▸ **Written request**: Reproduce the items from the line with "GET /detect?query=tree foliage" up to and including the last line of the items. Offset every bounding box coordinate in the answers by adding 96, and leave all other lines unchanged.
---------- Source material
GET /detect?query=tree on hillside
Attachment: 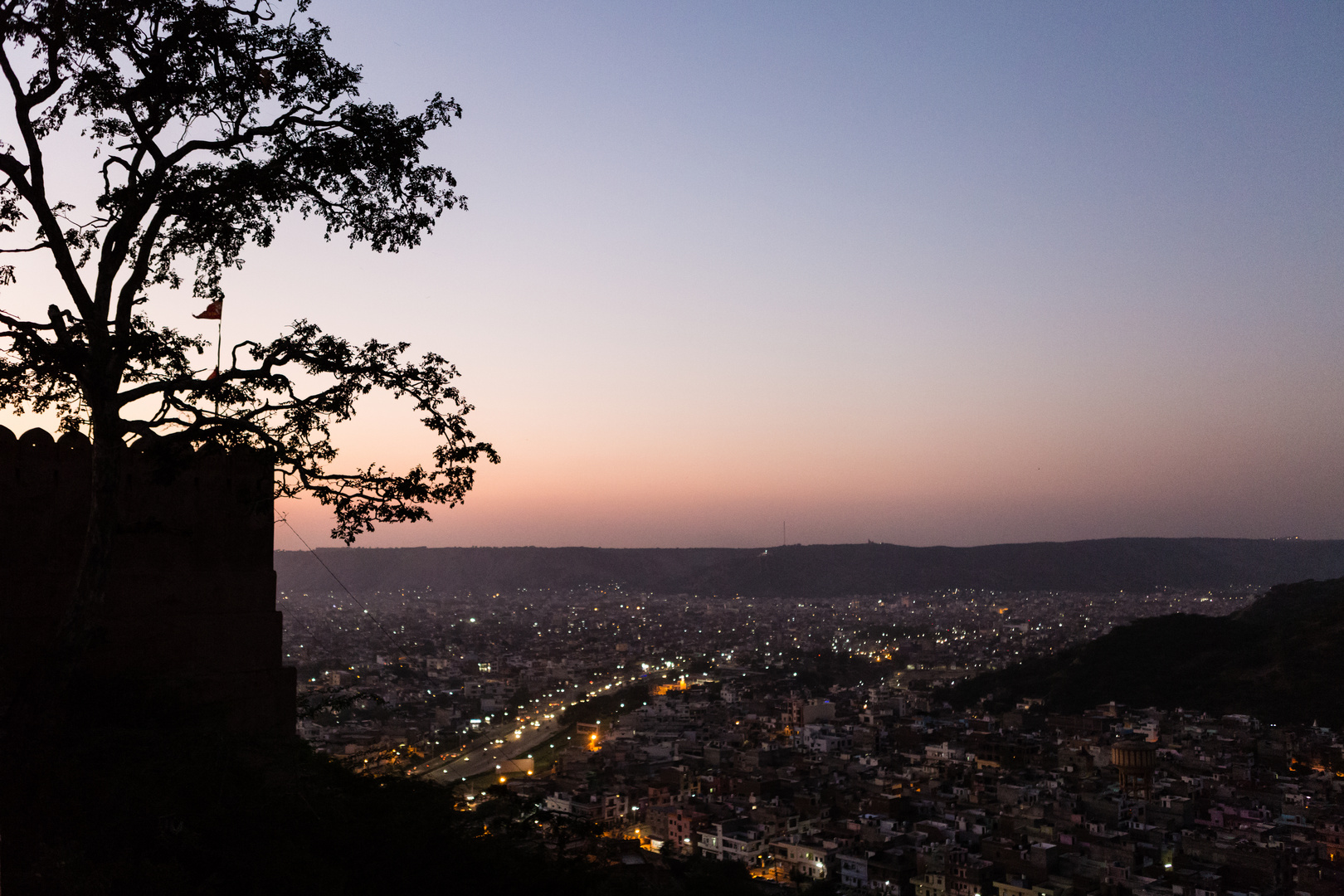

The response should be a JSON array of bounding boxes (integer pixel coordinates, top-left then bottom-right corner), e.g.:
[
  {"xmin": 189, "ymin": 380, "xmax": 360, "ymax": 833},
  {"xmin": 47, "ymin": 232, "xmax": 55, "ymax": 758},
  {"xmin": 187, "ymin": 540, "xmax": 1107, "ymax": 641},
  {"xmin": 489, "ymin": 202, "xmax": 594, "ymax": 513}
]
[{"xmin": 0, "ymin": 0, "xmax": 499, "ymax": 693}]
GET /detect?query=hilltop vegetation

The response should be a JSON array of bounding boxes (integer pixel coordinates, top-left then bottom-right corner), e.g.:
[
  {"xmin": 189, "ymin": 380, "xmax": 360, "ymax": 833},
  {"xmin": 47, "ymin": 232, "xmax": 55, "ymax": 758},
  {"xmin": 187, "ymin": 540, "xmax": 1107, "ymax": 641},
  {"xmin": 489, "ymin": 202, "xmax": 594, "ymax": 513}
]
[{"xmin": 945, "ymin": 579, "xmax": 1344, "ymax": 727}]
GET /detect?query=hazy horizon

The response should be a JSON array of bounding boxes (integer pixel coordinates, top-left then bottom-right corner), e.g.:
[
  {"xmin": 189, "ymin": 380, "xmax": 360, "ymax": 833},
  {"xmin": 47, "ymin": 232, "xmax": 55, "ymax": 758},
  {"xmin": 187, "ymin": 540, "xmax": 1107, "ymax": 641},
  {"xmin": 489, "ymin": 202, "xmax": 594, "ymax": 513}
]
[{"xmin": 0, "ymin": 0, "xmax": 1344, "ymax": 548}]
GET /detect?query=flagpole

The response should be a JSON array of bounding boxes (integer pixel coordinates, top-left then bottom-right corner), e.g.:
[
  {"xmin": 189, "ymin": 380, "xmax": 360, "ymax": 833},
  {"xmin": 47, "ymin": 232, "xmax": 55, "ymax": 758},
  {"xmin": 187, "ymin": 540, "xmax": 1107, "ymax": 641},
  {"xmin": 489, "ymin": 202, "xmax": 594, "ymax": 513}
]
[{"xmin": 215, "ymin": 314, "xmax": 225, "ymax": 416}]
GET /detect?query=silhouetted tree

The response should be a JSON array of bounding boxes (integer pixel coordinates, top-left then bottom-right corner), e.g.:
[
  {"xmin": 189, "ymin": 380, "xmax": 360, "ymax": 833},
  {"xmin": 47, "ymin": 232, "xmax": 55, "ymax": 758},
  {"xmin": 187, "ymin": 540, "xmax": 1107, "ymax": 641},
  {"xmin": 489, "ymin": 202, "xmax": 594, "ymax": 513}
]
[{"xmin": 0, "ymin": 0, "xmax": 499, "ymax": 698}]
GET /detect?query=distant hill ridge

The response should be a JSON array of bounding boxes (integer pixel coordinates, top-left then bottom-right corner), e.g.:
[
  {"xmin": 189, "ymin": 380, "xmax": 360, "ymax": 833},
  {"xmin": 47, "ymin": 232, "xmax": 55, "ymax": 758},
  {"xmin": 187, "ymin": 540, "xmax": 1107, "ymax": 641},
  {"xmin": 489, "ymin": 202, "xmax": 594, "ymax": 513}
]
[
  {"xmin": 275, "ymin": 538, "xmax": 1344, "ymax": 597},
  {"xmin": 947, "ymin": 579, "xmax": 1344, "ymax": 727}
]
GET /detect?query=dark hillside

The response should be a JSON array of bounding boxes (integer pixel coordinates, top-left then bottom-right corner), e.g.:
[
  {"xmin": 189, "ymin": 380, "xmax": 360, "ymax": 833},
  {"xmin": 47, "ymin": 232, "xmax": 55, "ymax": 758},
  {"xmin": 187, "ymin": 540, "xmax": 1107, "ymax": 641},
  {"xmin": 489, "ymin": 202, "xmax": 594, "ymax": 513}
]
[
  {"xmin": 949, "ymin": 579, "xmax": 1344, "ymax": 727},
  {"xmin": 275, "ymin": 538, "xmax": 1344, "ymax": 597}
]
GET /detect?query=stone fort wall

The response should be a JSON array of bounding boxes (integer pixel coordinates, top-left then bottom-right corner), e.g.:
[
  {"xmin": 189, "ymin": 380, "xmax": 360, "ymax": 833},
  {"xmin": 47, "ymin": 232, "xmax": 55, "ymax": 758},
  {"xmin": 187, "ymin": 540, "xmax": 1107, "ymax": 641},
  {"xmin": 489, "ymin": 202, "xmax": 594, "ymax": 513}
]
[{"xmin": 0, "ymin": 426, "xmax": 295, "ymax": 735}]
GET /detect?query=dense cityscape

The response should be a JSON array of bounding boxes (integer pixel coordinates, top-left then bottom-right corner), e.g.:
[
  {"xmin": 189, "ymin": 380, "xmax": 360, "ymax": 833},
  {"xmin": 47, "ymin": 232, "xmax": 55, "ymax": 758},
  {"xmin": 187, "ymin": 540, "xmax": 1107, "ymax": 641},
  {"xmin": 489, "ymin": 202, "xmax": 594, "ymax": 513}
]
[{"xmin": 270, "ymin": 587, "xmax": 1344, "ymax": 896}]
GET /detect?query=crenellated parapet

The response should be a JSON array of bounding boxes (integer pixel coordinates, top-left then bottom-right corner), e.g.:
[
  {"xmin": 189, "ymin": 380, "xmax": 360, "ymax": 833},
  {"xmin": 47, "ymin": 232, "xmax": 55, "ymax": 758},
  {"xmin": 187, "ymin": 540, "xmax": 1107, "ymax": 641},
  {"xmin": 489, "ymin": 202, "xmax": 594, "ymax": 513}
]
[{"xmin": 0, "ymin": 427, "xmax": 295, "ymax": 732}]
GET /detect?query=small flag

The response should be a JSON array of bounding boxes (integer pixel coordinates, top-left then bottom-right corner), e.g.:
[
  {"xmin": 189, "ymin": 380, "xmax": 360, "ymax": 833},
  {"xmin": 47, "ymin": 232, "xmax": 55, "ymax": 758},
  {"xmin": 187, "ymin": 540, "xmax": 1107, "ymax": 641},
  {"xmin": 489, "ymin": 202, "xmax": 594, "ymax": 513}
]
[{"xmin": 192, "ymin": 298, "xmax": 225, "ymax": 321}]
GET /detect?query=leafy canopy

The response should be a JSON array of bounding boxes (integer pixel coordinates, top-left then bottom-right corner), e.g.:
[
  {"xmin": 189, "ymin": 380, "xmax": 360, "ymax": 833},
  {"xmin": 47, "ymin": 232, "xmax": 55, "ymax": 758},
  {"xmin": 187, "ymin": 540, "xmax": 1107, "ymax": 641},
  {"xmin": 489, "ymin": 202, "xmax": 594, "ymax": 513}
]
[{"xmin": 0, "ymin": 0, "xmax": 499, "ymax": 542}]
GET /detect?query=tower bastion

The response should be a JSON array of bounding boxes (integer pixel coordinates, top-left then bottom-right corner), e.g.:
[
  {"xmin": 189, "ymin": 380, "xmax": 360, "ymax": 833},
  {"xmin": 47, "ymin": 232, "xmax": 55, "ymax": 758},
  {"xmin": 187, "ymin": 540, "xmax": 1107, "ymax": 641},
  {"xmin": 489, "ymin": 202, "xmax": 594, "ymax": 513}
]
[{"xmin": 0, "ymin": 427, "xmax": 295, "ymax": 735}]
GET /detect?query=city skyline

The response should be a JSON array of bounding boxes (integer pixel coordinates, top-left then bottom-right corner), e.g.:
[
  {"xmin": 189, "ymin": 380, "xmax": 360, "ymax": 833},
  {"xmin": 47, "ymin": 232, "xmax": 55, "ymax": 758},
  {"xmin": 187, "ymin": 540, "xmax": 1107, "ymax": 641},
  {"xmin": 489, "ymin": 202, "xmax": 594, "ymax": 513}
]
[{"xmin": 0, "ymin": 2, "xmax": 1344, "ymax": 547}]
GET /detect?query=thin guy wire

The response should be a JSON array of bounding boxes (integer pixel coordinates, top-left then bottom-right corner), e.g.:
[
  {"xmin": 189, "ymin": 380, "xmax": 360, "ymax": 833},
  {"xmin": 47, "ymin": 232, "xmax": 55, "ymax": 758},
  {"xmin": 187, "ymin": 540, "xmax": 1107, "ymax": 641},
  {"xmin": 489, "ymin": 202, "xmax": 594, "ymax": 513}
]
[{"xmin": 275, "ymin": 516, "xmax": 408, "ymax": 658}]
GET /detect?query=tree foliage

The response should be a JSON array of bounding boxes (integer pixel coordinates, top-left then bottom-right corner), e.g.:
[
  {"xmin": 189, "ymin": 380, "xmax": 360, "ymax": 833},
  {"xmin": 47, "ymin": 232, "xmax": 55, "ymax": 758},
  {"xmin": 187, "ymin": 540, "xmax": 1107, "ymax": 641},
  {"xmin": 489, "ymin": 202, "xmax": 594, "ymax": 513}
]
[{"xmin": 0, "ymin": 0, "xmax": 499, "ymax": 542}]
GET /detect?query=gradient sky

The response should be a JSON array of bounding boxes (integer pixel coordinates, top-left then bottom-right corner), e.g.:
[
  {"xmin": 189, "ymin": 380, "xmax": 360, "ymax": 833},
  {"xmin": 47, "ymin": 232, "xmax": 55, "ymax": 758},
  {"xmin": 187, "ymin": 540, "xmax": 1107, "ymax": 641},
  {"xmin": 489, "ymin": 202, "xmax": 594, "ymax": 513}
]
--------------------
▸ **The solution**:
GET /detect?query=tree foliage

The response should be a JSON array of bounding boxes (integer pixel coordinates, top-left then bottom-right corner), e.g.:
[
  {"xmin": 189, "ymin": 380, "xmax": 360, "ymax": 833},
  {"xmin": 47, "ymin": 232, "xmax": 55, "ymax": 758},
  {"xmin": 187, "ymin": 540, "xmax": 1107, "ymax": 641},
  {"xmin": 489, "ymin": 202, "xmax": 594, "ymax": 513}
]
[{"xmin": 96, "ymin": 96, "xmax": 595, "ymax": 638}]
GET /detect?query=gradient sky

The response should be a JSON array of bounding boxes (integer pixel coordinates, top-left then bottom-right corner), e.g.:
[
  {"xmin": 189, "ymin": 380, "xmax": 360, "ymax": 833},
  {"xmin": 47, "ymin": 232, "xmax": 55, "ymax": 758},
  {"xmin": 187, "ymin": 540, "xmax": 1107, "ymax": 641},
  {"xmin": 489, "ymin": 202, "xmax": 594, "ymax": 513}
]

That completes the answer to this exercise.